Texte proposé:
-----

Le vent soulève le sable de la plage dans l’arrière-pays on entend le bruit des canons et de la mitrailles. Sur la plage, les longues files de soldats attendent l’espoir d’un navire se découpant à l’horizon. Sur la mer, les navires de guerre se préparent à l’exode comme Moïse conduisant le peuple vers le retour à patrie promise. C’est le début d’un chaos, d’un champ de mort aux portes de Dunkerque. Ils sont prisonniers dans l’œil de l’ouragan, avant que la folie ne se déchaîne et fracasse le silence dans la fureur des batailles. Il faut tenir bon, survivre, trouver l’opportunité d’embarquer. Il n’existe plus pour certains que la peur et l’égoïsme, pour d’autres l’honneur et le courage. Alex et Gibson ont en commun que la défaite et cette envie de vivre à tout prix qui les poussent à saisir toutes les occasions pour tenir debout.
Sur la jetée, le commandant Bolton organise l’évacuation des blessés sur ce petit bout de plage plein de promesses. Il distingue peut-être au loin les falaises de l’Angleterre. Dans le ciel rugissent les moteurs des quelques avions ennemis - virées mortelles échappées du front arrière où l’on résiste encore. Ils sèment la mort sur ces cibles alignées en quête d’un départ et qui ne trouveront que les rives de l’au-delà. Churchill déploie dans le ciel un semblant d’aviation qui tentera l’impossible pour sauver quelques vies. C’est la mort qui gagne à la roulette du destin, elle tire le meilleur numéro. Elle ignore qu’une nation se lève, que des barcasses de rien, des bouts de tout s’élancent sur l’océan défiant la tempête pour secourir ses enfants perdus. Le ciel, la mer, la plage deviennent l’espace intime d’une petite histoire qui nous en dit long sur la grande.
« Nous nous battrons sur les plages, nous nous battrons sur les pistes ! Jamais nous ne nous rendrons ! Nous lutterons jusqu’à ce que quand Dieu le jugera bon le Nouveau Monde mobilisera ses forces pour libérer l’ancien. »

-----

Entrées du corpus:
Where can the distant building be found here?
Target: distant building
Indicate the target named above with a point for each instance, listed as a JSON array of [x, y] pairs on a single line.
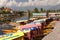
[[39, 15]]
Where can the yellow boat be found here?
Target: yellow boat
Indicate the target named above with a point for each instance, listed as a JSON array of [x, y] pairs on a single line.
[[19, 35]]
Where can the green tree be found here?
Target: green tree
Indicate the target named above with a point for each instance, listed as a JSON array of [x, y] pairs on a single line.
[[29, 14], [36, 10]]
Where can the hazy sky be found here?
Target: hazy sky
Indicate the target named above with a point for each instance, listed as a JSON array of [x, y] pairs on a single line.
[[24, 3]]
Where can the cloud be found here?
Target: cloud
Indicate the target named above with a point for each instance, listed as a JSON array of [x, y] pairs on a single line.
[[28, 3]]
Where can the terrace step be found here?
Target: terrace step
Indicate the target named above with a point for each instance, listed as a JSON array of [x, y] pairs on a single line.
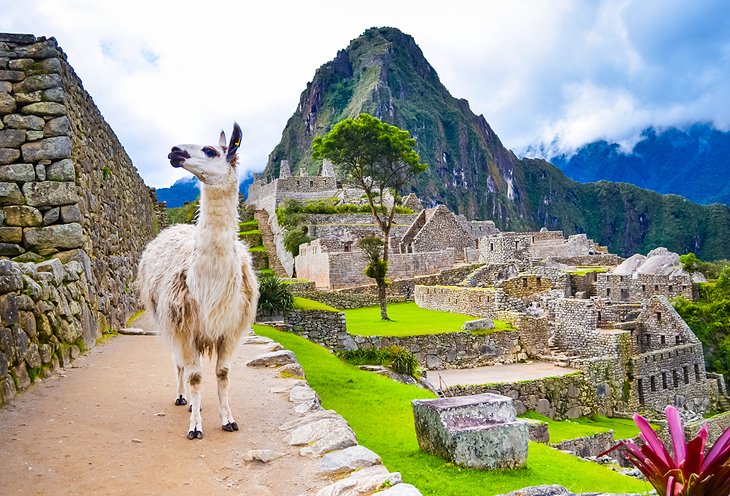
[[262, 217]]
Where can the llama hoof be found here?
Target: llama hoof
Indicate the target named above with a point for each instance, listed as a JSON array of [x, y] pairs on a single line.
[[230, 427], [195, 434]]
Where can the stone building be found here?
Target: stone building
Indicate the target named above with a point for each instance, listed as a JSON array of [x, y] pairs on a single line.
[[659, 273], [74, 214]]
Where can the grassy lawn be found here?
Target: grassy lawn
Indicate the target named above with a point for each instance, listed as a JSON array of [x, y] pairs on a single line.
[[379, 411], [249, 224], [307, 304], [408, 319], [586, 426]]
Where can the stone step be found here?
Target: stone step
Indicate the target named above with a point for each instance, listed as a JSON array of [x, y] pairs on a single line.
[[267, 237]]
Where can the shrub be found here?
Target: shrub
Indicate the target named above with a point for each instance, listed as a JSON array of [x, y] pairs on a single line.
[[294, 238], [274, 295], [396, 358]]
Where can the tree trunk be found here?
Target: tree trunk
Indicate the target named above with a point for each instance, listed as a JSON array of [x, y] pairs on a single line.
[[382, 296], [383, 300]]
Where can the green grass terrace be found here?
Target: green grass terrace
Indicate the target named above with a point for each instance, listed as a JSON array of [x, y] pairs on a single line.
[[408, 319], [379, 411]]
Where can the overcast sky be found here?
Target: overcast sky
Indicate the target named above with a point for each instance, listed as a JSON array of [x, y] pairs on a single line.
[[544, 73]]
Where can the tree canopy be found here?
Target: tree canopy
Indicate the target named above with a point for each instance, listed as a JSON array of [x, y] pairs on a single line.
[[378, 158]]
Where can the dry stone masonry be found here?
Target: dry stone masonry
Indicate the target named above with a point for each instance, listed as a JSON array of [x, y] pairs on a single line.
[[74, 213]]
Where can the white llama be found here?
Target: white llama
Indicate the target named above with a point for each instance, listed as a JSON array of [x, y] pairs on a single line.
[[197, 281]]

-----

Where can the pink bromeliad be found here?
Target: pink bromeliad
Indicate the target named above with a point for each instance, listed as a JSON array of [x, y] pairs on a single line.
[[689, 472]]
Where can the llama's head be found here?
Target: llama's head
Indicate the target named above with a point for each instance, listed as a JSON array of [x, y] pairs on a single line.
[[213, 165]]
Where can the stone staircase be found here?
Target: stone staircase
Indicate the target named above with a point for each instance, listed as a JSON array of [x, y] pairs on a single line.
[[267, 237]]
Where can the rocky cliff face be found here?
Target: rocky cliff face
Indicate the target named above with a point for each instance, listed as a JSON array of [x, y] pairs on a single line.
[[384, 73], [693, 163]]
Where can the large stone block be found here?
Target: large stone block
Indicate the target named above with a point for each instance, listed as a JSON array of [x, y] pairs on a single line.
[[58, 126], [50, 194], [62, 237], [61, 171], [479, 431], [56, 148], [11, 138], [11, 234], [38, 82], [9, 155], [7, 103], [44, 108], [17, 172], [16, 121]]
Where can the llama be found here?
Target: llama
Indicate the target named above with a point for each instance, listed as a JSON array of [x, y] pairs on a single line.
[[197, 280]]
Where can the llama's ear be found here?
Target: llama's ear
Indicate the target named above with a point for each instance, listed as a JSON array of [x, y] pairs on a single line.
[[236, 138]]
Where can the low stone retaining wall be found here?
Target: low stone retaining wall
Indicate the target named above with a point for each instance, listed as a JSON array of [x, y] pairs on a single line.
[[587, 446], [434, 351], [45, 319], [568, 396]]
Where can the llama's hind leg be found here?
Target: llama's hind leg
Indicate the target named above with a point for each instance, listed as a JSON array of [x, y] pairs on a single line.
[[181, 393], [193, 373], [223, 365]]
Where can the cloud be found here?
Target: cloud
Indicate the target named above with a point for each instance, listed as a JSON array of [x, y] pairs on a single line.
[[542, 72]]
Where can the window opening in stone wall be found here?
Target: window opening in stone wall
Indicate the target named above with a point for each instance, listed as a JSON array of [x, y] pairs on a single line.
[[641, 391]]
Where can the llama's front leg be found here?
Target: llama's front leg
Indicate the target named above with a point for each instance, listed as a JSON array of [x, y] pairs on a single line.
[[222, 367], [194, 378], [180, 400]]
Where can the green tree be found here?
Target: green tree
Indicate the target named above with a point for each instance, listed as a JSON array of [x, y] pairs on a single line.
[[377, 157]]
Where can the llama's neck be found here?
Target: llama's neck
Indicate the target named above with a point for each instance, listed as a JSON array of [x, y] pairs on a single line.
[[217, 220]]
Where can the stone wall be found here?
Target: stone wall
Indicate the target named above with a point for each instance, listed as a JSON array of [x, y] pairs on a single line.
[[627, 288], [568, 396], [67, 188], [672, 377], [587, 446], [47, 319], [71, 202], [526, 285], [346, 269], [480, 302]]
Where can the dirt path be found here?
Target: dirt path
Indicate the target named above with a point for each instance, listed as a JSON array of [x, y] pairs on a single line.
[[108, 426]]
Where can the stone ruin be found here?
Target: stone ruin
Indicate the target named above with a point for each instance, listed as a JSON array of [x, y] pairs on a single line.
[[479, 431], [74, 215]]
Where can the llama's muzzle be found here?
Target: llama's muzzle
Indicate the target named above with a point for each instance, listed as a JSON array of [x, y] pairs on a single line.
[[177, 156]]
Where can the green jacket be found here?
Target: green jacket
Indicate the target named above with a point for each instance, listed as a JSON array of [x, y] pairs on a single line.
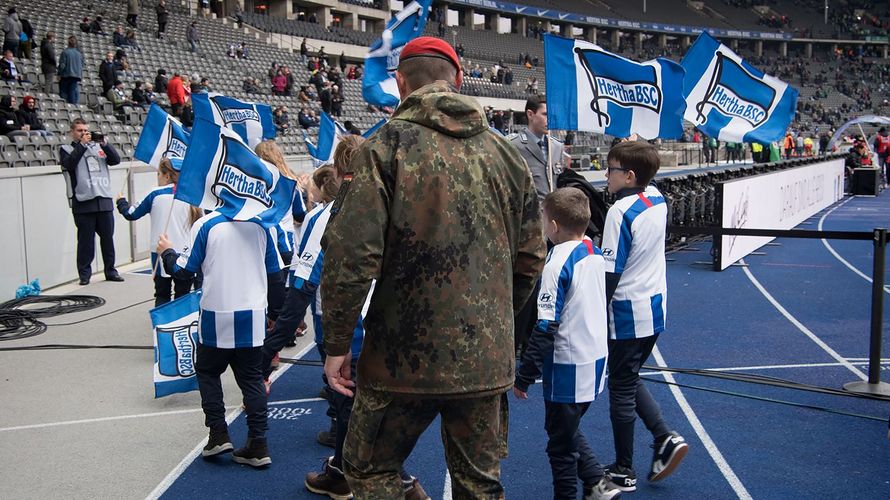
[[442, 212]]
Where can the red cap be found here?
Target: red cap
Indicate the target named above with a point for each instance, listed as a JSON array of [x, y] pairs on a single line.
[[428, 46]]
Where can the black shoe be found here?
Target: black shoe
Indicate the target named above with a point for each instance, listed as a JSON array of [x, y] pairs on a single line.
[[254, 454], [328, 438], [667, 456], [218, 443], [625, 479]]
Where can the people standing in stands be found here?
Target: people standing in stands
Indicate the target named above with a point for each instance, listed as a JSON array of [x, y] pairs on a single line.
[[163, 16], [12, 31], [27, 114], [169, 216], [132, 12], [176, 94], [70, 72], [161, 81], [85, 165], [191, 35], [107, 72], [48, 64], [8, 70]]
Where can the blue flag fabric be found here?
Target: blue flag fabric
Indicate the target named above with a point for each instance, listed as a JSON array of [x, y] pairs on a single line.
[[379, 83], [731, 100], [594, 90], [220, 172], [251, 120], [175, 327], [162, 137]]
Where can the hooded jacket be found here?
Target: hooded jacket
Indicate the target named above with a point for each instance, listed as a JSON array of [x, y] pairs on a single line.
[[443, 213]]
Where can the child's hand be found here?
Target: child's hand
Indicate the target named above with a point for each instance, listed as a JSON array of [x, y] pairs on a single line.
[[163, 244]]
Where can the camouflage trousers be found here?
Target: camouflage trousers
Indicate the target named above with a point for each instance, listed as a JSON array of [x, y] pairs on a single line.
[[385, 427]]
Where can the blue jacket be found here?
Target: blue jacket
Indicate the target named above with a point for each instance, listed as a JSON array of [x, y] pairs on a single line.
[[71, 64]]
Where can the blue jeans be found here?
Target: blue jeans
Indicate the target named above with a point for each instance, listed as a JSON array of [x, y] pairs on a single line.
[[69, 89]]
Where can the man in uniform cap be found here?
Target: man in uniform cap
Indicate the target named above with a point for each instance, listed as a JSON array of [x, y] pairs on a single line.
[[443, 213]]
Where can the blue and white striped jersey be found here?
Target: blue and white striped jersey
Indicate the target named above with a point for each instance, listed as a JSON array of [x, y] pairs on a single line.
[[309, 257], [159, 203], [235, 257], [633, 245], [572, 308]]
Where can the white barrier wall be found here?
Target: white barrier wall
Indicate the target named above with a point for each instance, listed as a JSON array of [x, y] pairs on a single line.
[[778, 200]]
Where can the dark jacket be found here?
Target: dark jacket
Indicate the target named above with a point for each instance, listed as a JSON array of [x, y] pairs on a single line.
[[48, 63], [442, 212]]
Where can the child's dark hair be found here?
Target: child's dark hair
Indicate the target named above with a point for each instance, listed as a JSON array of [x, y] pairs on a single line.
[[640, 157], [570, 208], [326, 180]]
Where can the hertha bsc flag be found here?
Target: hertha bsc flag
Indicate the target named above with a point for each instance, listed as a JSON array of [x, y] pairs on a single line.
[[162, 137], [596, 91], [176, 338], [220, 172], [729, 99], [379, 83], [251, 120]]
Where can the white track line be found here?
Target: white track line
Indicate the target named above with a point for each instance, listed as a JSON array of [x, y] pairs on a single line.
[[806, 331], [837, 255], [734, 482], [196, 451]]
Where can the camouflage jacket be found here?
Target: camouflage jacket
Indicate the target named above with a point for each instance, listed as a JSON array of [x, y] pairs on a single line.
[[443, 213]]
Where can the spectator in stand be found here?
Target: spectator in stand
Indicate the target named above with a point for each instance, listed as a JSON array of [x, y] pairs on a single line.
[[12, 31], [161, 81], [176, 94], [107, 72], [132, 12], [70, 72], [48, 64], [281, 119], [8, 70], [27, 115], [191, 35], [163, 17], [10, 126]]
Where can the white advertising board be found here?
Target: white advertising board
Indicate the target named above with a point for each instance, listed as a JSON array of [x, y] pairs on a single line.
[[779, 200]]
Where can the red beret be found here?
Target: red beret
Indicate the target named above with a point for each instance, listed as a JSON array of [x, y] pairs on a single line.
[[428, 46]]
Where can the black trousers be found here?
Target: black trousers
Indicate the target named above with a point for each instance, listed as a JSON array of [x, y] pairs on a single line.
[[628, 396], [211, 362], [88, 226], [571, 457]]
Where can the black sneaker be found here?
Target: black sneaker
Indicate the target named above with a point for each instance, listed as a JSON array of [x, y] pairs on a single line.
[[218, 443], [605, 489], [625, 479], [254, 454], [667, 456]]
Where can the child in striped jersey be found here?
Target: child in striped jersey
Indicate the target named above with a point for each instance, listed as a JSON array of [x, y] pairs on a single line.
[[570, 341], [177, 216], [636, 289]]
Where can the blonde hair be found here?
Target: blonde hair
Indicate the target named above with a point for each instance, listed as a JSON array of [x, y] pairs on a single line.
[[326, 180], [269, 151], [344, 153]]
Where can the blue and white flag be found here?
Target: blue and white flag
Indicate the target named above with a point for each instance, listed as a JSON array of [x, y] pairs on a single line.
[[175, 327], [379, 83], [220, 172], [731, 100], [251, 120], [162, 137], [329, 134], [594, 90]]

-----

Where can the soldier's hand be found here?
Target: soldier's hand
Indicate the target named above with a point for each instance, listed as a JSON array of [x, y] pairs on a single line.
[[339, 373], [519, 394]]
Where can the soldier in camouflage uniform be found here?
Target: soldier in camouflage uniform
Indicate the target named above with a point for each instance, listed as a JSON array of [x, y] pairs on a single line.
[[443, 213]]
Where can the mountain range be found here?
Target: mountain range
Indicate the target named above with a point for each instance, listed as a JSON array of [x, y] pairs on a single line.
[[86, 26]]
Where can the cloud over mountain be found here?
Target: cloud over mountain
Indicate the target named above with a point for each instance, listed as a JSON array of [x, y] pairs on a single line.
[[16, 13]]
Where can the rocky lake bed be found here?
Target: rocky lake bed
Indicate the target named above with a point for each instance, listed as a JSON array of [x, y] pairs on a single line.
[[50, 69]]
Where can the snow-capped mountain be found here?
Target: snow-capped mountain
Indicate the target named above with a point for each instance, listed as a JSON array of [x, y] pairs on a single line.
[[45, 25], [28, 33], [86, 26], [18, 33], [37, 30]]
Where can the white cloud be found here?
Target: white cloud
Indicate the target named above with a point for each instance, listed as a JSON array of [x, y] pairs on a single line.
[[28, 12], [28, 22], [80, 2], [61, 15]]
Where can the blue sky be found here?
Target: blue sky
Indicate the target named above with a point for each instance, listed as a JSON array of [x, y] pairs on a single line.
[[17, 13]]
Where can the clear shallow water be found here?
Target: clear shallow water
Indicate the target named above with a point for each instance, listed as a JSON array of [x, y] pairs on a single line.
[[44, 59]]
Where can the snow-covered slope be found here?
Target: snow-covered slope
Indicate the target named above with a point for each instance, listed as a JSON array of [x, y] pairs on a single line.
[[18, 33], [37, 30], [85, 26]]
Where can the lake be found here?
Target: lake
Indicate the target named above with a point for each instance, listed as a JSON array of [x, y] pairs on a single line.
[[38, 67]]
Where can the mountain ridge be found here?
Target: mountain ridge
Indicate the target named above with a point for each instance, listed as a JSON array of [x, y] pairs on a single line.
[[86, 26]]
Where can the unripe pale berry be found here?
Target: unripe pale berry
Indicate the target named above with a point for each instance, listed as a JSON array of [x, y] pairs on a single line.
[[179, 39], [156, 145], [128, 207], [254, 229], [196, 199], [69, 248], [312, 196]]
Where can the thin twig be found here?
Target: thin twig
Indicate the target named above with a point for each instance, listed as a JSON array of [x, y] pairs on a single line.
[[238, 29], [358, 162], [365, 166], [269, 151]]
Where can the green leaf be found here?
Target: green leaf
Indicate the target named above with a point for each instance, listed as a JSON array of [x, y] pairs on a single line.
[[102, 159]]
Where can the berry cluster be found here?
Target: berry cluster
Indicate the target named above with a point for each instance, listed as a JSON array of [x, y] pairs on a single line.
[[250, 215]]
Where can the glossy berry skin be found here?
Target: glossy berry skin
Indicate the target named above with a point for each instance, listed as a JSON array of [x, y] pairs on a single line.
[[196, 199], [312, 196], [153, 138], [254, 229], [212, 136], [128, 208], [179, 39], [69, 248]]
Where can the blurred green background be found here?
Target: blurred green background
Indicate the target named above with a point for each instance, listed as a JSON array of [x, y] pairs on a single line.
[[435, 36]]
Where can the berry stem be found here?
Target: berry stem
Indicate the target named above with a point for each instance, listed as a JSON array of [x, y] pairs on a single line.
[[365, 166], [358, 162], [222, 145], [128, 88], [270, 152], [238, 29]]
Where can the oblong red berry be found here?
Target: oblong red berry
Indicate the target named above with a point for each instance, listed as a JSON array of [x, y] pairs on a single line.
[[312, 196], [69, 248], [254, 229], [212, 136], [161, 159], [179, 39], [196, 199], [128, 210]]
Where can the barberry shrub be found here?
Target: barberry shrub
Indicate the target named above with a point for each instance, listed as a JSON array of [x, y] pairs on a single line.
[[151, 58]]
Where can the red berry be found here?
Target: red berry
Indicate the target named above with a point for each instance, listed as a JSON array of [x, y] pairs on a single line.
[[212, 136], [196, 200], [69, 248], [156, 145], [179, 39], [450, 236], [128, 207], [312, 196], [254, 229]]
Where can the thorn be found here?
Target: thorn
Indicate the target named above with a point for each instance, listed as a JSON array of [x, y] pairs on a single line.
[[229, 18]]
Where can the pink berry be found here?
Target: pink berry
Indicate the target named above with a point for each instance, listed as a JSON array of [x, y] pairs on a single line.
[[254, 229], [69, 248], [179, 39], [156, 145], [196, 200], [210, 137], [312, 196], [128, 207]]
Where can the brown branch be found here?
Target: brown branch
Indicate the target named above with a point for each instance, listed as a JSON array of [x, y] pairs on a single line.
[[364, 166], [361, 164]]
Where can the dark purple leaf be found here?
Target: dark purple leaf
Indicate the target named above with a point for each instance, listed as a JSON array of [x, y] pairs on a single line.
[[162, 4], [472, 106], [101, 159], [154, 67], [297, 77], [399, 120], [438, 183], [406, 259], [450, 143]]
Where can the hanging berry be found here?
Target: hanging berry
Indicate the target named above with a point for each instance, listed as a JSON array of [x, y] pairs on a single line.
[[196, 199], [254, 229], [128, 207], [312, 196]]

-----

Travail à réaliser:
Poursuivez le texte sur l'évacuation de Dunkerque à partir de sa dernière phrase. Ce matériel forme un ensemble à part, sans lien avec le texte sur Dunkerque.

Production attendue:
Dunkerque n’est pas le remake du film de Leslie Norman de 1958, ni Week-end à Zuydcoot d’Henri Verneuil de 1964. C’est en lisant les témoignages sur l’opération Dynamo qu’Emma Thomas intéresse son mari Christopher Nolan au sujet. Loin du bruit et de la fureur des canons, de la violence du conflit, il propose un nouveau regard plus intimiste sur le genre. Il crée trois espaces à travers ses personnages, la plage, le ciel et la mer. L’ennemi est suggéré, jamais montré. Il semble intéressé par les prémices de ce qui se joue sur ce petit bout de plage. Plus que l’honneur et le courage, montrer comment cette défaite devient une victoire par la force qu’elle soulève. Dans le silence avant la tempête, chacun tente avant tout de survivre. Nous sommes loin de la fureur du débarquement de Spielberg ou de la violence d’un Mel Gibson, voire des réalisateurs de l’âge d’or du cinéma de guerre. Il y a du Malick dans cette tension avant la bataille. D’ailleurs il propose de visionner Le salaire de la peur d’Henri George Clouzot à son équipe. Il explique la mécanique de la survie, de la difficulté mécanique, de la tension permanente.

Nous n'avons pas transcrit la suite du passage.